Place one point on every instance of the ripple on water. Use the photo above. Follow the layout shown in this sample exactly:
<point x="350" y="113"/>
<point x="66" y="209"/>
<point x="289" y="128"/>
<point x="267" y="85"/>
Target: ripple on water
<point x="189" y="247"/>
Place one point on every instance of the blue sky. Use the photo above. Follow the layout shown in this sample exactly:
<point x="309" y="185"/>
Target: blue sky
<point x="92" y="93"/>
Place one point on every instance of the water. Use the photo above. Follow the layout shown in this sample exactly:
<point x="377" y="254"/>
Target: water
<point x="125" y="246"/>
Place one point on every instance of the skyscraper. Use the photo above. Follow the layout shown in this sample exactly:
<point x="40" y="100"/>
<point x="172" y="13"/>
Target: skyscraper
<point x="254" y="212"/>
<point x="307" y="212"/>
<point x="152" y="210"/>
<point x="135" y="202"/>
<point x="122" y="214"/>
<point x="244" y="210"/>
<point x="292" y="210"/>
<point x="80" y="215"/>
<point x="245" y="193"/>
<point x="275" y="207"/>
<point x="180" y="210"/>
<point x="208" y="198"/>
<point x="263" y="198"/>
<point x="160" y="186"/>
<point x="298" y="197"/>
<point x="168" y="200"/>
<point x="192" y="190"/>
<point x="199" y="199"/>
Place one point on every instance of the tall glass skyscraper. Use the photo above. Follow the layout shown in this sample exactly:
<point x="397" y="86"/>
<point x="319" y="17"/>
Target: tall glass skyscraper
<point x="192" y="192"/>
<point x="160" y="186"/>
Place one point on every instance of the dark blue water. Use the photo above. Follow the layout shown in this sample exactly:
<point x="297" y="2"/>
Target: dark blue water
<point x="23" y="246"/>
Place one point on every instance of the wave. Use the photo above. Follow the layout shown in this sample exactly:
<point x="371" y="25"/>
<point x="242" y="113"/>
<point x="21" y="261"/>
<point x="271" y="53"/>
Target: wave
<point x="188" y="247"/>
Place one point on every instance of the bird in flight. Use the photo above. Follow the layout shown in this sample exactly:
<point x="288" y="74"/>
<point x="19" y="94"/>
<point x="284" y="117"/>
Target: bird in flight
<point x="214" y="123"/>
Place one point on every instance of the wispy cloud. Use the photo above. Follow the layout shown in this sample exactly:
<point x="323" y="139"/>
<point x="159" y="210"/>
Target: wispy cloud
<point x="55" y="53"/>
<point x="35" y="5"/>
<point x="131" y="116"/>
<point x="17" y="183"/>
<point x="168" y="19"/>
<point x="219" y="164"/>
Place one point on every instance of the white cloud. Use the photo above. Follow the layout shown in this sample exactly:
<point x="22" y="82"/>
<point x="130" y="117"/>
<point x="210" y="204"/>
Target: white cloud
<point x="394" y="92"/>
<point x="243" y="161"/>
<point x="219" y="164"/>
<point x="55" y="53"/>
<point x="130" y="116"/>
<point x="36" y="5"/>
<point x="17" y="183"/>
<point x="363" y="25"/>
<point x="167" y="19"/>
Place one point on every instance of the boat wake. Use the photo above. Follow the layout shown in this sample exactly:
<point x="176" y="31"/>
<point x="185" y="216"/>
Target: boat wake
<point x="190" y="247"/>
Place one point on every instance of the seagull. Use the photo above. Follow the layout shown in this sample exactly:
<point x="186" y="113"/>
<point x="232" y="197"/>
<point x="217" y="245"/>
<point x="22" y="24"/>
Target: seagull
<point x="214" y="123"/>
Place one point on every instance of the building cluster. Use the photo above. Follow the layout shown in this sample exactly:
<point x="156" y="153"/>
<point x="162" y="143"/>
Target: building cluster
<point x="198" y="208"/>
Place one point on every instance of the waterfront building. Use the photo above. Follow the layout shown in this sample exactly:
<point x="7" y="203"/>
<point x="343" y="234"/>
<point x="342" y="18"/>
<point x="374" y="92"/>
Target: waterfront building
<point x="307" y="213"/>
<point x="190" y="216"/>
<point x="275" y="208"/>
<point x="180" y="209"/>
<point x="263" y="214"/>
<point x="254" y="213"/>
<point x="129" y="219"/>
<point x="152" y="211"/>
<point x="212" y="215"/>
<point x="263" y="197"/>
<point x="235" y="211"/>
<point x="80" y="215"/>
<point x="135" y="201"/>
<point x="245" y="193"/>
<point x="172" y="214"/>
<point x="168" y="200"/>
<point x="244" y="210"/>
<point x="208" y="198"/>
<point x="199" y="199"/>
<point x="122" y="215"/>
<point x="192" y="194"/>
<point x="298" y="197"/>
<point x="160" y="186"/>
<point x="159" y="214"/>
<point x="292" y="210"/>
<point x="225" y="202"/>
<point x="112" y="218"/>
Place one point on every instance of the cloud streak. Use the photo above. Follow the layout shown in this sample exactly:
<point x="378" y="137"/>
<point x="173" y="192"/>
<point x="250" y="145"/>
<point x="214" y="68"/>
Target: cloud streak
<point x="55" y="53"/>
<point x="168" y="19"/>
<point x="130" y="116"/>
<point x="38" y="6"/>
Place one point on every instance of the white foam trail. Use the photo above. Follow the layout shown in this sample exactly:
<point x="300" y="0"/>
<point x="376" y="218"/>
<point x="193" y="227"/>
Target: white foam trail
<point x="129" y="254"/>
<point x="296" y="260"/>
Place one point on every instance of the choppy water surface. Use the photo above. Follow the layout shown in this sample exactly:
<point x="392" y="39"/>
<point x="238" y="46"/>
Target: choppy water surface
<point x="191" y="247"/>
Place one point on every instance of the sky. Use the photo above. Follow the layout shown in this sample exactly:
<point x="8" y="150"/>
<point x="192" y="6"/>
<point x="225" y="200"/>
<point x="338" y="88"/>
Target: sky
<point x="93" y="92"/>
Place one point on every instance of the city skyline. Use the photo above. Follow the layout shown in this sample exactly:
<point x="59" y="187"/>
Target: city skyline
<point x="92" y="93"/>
+-------+
Copy out all of the data above, line for line, with every character unchanged.

Place one point on every instance of the ripple on water. Use the photo above. Follow the layout shown in this sample exactly:
<point x="350" y="113"/>
<point x="66" y="209"/>
<point x="289" y="128"/>
<point x="267" y="85"/>
Target: ripple on water
<point x="189" y="247"/>
Place one point on every instance of the blue sky. Use the photo above. Follow the layout shown in this sample exactly:
<point x="309" y="185"/>
Target: blue sky
<point x="92" y="93"/>
Place one point on every instance of the water. Use the photo above. Follow the layout shown in this sample exactly:
<point x="377" y="254"/>
Target: water
<point x="125" y="246"/>
Place one point on every instance of the skyscraper. Use the photo above. Follow the layout shown in this sample exactly:
<point x="40" y="100"/>
<point x="172" y="13"/>
Target: skyscraper
<point x="254" y="212"/>
<point x="307" y="212"/>
<point x="152" y="210"/>
<point x="135" y="202"/>
<point x="122" y="214"/>
<point x="244" y="210"/>
<point x="292" y="210"/>
<point x="80" y="215"/>
<point x="245" y="193"/>
<point x="275" y="207"/>
<point x="180" y="210"/>
<point x="208" y="198"/>
<point x="263" y="198"/>
<point x="160" y="186"/>
<point x="298" y="197"/>
<point x="168" y="200"/>
<point x="192" y="190"/>
<point x="199" y="199"/>
Place one point on every instance of the tall glass skyscraper. Use the photo above. Follow the layout shown in this sample exactly:
<point x="397" y="86"/>
<point x="319" y="17"/>
Target: tall glass skyscraper
<point x="192" y="192"/>
<point x="160" y="186"/>
Place one point on every instance of the dark blue water. Use the photo above. Follow the layout shown in this sample exactly:
<point x="297" y="2"/>
Target: dark blue water
<point x="23" y="246"/>
Place one point on every instance of the wave. Use the photo above. Follow the layout shown in this sample exactly:
<point x="371" y="25"/>
<point x="242" y="113"/>
<point x="21" y="261"/>
<point x="271" y="53"/>
Target: wave
<point x="188" y="247"/>
Place one point on every instance of the bird in flight. Use the photo above. Follow the layout shown in this sample exactly:
<point x="288" y="74"/>
<point x="19" y="94"/>
<point x="284" y="117"/>
Target: bird in flight
<point x="214" y="123"/>
Place one point on every instance of the wispy cloud. Use the photo above. Follow the layout shown in this sample exactly:
<point x="323" y="139"/>
<point x="159" y="210"/>
Target: wispy cloud
<point x="55" y="53"/>
<point x="35" y="5"/>
<point x="131" y="116"/>
<point x="17" y="183"/>
<point x="168" y="19"/>
<point x="219" y="164"/>
Place one point on every instance of the white cloud. Use the photo above. Follow the layout shown in this sample exactly:
<point x="22" y="82"/>
<point x="130" y="117"/>
<point x="210" y="204"/>
Target: white cloud
<point x="394" y="92"/>
<point x="243" y="161"/>
<point x="219" y="164"/>
<point x="55" y="53"/>
<point x="130" y="116"/>
<point x="36" y="5"/>
<point x="17" y="183"/>
<point x="363" y="25"/>
<point x="167" y="19"/>
Place one point on every instance of the boat wake. Use the photo above. Follow the layout shown in this sample exactly:
<point x="176" y="31"/>
<point x="185" y="216"/>
Target: boat wake
<point x="190" y="247"/>
Place one point on every instance of the seagull. Use the photo above. Follow the layout shown in this sample exactly:
<point x="186" y="113"/>
<point x="232" y="197"/>
<point x="217" y="245"/>
<point x="22" y="24"/>
Target: seagull
<point x="214" y="123"/>
Place one point on every instance of the building cluster. Use the photo above. Follow the layout shown in this sample exactly:
<point x="156" y="153"/>
<point x="162" y="143"/>
Target: building cluster
<point x="198" y="208"/>
Place one point on every instance of the waterfront building. Use the photo above. Follow the layout shown in this sample exactly:
<point x="7" y="203"/>
<point x="343" y="234"/>
<point x="342" y="18"/>
<point x="374" y="92"/>
Target: waterfront building
<point x="307" y="213"/>
<point x="190" y="216"/>
<point x="275" y="208"/>
<point x="180" y="209"/>
<point x="263" y="214"/>
<point x="254" y="213"/>
<point x="129" y="219"/>
<point x="152" y="211"/>
<point x="212" y="215"/>
<point x="263" y="197"/>
<point x="235" y="211"/>
<point x="80" y="215"/>
<point x="135" y="201"/>
<point x="245" y="193"/>
<point x="172" y="214"/>
<point x="168" y="200"/>
<point x="244" y="210"/>
<point x="208" y="198"/>
<point x="199" y="199"/>
<point x="122" y="215"/>
<point x="192" y="194"/>
<point x="298" y="197"/>
<point x="160" y="186"/>
<point x="159" y="214"/>
<point x="292" y="210"/>
<point x="225" y="202"/>
<point x="112" y="218"/>
Place one point on every instance of the cloud streak. Use the photo above. Follow the layout shown in this sample exactly:
<point x="378" y="137"/>
<point x="173" y="192"/>
<point x="250" y="145"/>
<point x="214" y="68"/>
Target: cloud streak
<point x="55" y="53"/>
<point x="168" y="19"/>
<point x="130" y="116"/>
<point x="38" y="6"/>
Place one point on every instance of the white foam trail. Use the photo above. Follow the layout shown in this sample exactly:
<point x="300" y="0"/>
<point x="376" y="218"/>
<point x="193" y="227"/>
Target: white foam trail
<point x="129" y="254"/>
<point x="296" y="260"/>
Place one point on every instance of the choppy water surface. Use the photo above. Follow the layout shown in this sample exactly:
<point x="392" y="39"/>
<point x="238" y="46"/>
Target: choppy water surface
<point x="191" y="247"/>
Place one point on every instance of the sky. Use the photo above. Follow the layout shown in this sample exactly:
<point x="8" y="150"/>
<point x="192" y="6"/>
<point x="225" y="200"/>
<point x="338" y="88"/>
Target: sky
<point x="93" y="92"/>
Place one point on every instance of the city skyline. Use the photo above. Follow the layout shown in this sample exactly:
<point x="59" y="187"/>
Target: city skyline
<point x="92" y="93"/>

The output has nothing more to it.